::: Source :::

# Anyone tried hanging a plow on one of the new IFS trucks?



## jomofo (Apr 26, 2008)

I had no idea the new 2500/3500 was IFS... Anyone seen it in action? Is it wesport or :crying: ?


----------



## cfdeng7 (Jan 7, 2009)

they have been ifs since 92 i believe. and there are alot of post on here about torsion bars and ifs. use the search function it will provide alot of info.


----------



## cfdeng7 (Jan 7, 2009)

oops my bad i thought u were talking chevys. i dont know anything about dodges


----------



## jomofo (Apr 26, 2008)

^ I was gonna say! lol... My 08 is SFA for sure!


----------



## plowguy43 (Jan 2, 2008)

2009 and new 2010's are still Solid Front Axles. The 1500's have been IFS since 2002.


----------



## NBI Lawn (Oct 15, 2007)

Yep just double checked... still solid axle and definatly ugly


----------



## jomofo (Apr 26, 2008)

Where are you guys confirming the SFA? Dodge.com clearly states that the 2500 and 3500 are IFS for 09 and 10...

from www .dodge.com/en/2009/ram_2500_3500/capability/handling _suspension

Suspension
Ram is built to be durable from the ground up with a *coil-over shock double-wishbone independent front suspension* for a smooth ride that has been tested on over two million miles of road. Out back, a solid rear axle with a longitudinally mounted leaf spring design from Hotchkiss provides massive support. High strength steel rear leaf springs, mounted directly over the rear axle, increase ground clearance, offering greater off-road capability. Staggered Bilstein® monotubed shocks help reduce axle wrap and wheel hop that can occur under certain acceleration and towing conditions.


----------



## sno commander (Oct 16, 2007)

if you look at the pictures on dodge.com you can see that they only have 5 lugs instead of 8 i think someone messed up on the dodge site but the 2500's still have a solid front axle


----------



## plowguy43 (Jan 2, 2008)

maybe that is for the 2wd


----------



## jomofo (Apr 26, 2008)

:::

Given exercise -
Answer these questions from the thread above.
(a) Since what year have the 1500s been IFS, according to plowguy43?
(b) What model year does jomofo give for their own truck?
(c) How many lugs does sno commander say the trucks in the dodge.com pictures have?

::: Dataset entries :::

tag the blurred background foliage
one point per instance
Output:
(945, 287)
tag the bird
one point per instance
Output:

:::

Answer in full -
(a) Since 2002.
(b) An 08.
(c) Five lugs instead of eight.